Friday, July 29, 2011

He is so Other Than...

I got off work early tonight, so I went down to EGS (Encounter God Service).  I came in 2.5 hours late, but that's ok cause it's technically a 4 hours service with a 2-hr Prayer Room set after.  I walked in, beat, tired (more like utterly exhausted), but not sad.  I was in a pleasant mood. :)   I walked across the FCF (Forerunner Christian Fellowship...everything at IHOP is acronyms!) Auditorium trying to find a seat as Mike Bickle was giving his message.  I didn't hear the beginning and I think I came about 5-10 minutes into the message.  That's when Mike really gets into the notes; the first five minutes.  I was kinda bummed cause there weren't any notes left to take, and I'm visual (and didn't have my Bible), so notes would've been nice.  It didn't bother me much though.  Finding a seat was much more important.

The place was so crowded, they pulled out the orange plastic chairs from the basketball court, which is on the far side in another "room".  Still, nothing.  I was secretly hoping I'd see some people I knew who'd give me a seat, but finding anyone in this crowd was a little difficult.

I found a seat on the floor right in front of the doors that lead to the basketball courts (it's an indoor gym).  Mike was saying something about how Yeshua leaves the 99 and goes after that one.  He talked about how Yeshua -- after we run away from the Lord for whatever reason -- goes after us and puts all these circumstances in our path that either starve us out, or slowly help us to see Him.  Then, we tell everyone how we found God!  haha.  I think that's kind of true how the Lord sets all these situations up for us and goes looking for us, and after He finds us, we say, "Oh, Lord!  There You are!  I have been looking for You and have found You!"  The Word of God says (somewhere, lol)  that we once were lost and now are found (it's also in Amazing Grace).  Who are we found by?  God!  He found us! :D  That means.....He's lookin' for ya. :)

Mike continued by talking about the parable of the Prodigal Son, and how it's really about a Father first, who loves His sons.  He showed us how we mostly see God as angry or mad at us, like He's waiting for us to finally get it.  But the reality is, God is searching for us.  Obviously, He knows where we are.  I don't mean in a physical sense.  To be honest, I'm not really sure what it means at all.  I just know that the Word of God says it.  He goes after that one sheep.  He goes looking for him.

Mike ended by showing us that, like the prodigal son, we can sometimes try to negotiate with God.  Like, "God, if you just forgive me one more time, I promise I'll do all these works to make up for it.  I'll become the servant because I don't really deserve a seat in Your house."  The concept of works versus grace came up.

■ ■ ■

_Set problem a_
Repeat the lines in the entries below, starting at the line that contains "tree branch, written" and ending at the line that contains "column 386, row 17", with both of those lines included.

■ ■ ■

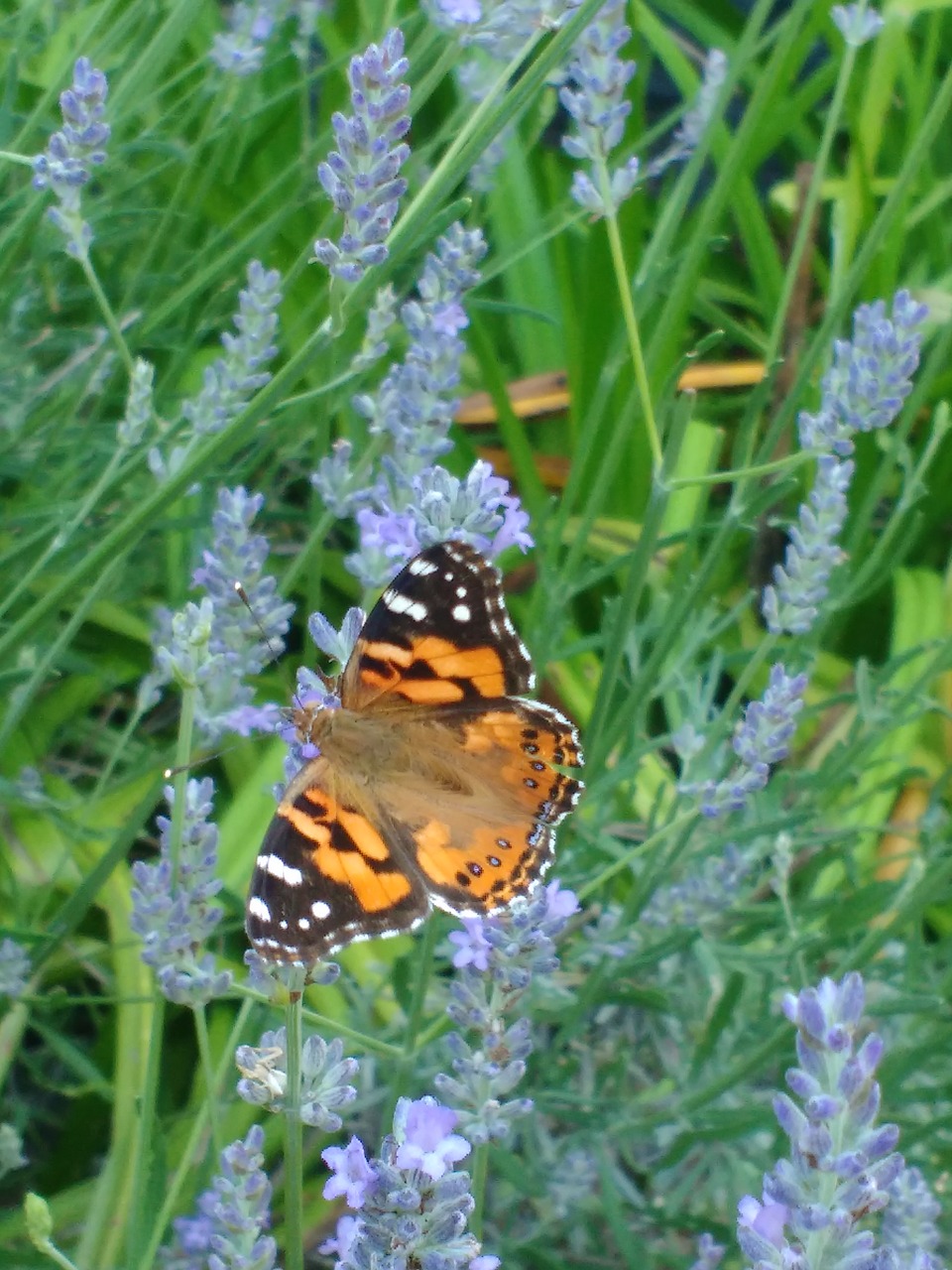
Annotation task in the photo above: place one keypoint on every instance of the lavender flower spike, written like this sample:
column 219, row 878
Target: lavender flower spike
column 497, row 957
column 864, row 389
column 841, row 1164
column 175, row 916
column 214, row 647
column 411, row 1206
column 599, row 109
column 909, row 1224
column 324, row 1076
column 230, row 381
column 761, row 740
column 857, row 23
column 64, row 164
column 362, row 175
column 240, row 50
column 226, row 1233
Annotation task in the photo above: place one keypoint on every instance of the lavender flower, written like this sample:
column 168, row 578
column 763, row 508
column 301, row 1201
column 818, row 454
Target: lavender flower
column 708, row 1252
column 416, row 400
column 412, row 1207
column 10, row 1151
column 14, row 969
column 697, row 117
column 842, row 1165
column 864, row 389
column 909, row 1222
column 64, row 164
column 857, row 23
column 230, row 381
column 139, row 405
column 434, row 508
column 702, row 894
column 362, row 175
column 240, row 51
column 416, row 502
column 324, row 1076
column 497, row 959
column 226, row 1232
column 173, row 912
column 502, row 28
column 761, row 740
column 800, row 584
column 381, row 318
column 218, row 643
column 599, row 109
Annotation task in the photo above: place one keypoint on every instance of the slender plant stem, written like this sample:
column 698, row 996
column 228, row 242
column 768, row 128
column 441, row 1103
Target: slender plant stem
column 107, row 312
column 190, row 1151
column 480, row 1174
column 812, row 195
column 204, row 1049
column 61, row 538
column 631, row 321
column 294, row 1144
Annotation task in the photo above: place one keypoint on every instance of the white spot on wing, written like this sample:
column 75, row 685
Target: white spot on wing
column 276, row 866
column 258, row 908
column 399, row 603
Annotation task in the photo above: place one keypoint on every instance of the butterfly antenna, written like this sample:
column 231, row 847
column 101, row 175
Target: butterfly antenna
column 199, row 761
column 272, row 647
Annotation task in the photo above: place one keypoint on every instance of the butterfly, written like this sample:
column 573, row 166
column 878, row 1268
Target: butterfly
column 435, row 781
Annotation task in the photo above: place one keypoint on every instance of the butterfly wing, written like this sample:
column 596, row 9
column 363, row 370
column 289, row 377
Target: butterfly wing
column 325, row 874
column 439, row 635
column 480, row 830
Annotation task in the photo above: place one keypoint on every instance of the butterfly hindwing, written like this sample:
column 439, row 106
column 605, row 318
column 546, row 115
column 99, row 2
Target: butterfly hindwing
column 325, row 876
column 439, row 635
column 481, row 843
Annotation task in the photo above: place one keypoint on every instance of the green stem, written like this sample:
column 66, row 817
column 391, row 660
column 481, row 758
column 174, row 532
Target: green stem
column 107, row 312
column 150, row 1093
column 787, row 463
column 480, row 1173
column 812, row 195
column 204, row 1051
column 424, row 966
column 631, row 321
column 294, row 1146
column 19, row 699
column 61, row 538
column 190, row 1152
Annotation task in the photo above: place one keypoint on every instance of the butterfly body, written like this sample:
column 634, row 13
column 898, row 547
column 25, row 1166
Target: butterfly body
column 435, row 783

■ ■ ■

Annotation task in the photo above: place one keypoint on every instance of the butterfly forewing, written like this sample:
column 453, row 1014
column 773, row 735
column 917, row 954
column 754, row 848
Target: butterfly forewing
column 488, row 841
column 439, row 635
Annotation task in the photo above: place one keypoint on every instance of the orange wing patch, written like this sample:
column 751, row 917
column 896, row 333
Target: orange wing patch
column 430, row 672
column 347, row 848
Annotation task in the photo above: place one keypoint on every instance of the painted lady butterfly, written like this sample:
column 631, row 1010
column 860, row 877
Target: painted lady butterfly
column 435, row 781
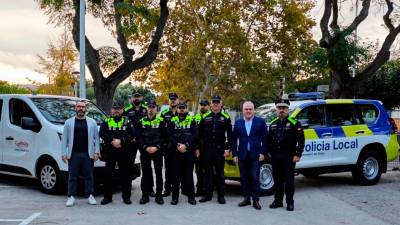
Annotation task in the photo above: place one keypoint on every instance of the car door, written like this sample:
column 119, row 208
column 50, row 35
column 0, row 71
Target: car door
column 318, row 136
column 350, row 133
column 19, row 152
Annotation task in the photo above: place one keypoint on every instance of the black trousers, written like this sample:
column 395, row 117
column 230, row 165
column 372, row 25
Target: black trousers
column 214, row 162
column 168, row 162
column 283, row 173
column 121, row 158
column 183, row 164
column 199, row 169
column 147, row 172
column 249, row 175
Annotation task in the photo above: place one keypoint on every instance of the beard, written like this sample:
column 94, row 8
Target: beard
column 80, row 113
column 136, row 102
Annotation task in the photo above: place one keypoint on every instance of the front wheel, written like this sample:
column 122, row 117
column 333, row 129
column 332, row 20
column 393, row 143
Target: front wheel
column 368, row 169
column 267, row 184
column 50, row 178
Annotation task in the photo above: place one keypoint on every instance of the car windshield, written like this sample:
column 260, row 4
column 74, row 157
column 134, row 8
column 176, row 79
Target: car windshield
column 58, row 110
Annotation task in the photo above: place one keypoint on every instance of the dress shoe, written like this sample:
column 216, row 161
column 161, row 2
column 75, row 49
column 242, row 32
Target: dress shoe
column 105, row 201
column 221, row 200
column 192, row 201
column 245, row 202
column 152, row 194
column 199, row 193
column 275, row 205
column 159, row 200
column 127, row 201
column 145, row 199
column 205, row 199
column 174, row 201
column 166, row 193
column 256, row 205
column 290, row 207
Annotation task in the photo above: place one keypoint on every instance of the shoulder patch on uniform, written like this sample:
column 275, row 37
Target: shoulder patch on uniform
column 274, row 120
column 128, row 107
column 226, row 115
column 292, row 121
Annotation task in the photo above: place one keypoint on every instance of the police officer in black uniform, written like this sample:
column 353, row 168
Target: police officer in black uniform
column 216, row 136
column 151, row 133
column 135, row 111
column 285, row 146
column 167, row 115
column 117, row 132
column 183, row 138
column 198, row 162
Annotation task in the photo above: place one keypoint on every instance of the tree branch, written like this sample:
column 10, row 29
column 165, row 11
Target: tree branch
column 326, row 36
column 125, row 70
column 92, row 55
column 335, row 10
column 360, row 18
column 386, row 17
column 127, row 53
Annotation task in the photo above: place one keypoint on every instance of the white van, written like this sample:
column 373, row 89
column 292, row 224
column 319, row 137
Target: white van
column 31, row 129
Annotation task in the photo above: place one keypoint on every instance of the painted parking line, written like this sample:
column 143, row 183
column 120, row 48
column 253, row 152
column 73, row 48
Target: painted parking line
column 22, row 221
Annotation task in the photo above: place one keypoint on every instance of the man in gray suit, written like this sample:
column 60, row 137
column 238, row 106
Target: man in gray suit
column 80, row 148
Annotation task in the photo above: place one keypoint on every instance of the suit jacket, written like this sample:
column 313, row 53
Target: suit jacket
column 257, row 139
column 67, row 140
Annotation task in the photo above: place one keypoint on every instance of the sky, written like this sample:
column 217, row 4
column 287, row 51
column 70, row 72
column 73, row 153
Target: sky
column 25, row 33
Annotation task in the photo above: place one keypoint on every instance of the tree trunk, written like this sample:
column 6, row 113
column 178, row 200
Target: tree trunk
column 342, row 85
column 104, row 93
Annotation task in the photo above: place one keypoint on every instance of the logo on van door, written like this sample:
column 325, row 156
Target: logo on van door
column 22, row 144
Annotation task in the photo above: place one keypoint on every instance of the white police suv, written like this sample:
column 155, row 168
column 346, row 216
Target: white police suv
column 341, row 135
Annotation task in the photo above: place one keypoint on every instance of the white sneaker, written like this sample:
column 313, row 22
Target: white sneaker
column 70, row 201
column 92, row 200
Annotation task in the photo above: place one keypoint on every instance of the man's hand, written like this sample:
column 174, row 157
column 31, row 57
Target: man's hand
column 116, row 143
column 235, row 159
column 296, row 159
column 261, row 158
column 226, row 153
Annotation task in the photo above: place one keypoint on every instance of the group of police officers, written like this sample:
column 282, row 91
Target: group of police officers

■ ■ ■

_Set problem b_
Proceed with the blog post about the Encounter God Service, continuing it from where it stops.

_Task result a_
Annotation task in the photo above: place one keypoint on every instance of the tree branch, written like this sample:
column 10, row 29
column 165, row 11
Target: tree branch
column 326, row 36
column 125, row 70
column 92, row 55
column 335, row 10
column 360, row 18
column 386, row 17

_Task result b_
I find myself, many many times, hiding from God or shutting down to Him when I do something wrong.  It's almost like I become afraid that God will strike me down with a lightning bolt or tell everyone about what a horrible person I am (because I think He gives people words like that apparently, lol).  I struggle with feeling like my little issues are a burden to the Lord.  He doesn't really have time for stupid, insignificant me.  My problems are not worth His time.  I have to figure it out on my own cause He doesn't care enough to help me.  Then, when I get it wrong....big trouble.  Oh, here we go.  Dolly screwed up again.  When are you going to learn?  I end up feeling like this big pile of mush, and hiding even more from the Lord.

Now, I won't go into detail about how my family dynamics almost directly correlate with why I view God that way, but I must say, most of us (because I KNOW I'm not the only one) have a real crooked view of how the Lord sees us.  Whether you're the perfectionist who thinks God only excepts the A+ or you're out, or you're the one who thinks God doesn't care enough anyway, so why bother.....we all have patterns that affect the way we view God.  Both of those views are wrong views of God, in case anyone thought their view was right. :D

I find myself in a pickle with a few things.  #1: What is the right view of God?  #2:  How can I actually allow that to become a real and lasting part of my life?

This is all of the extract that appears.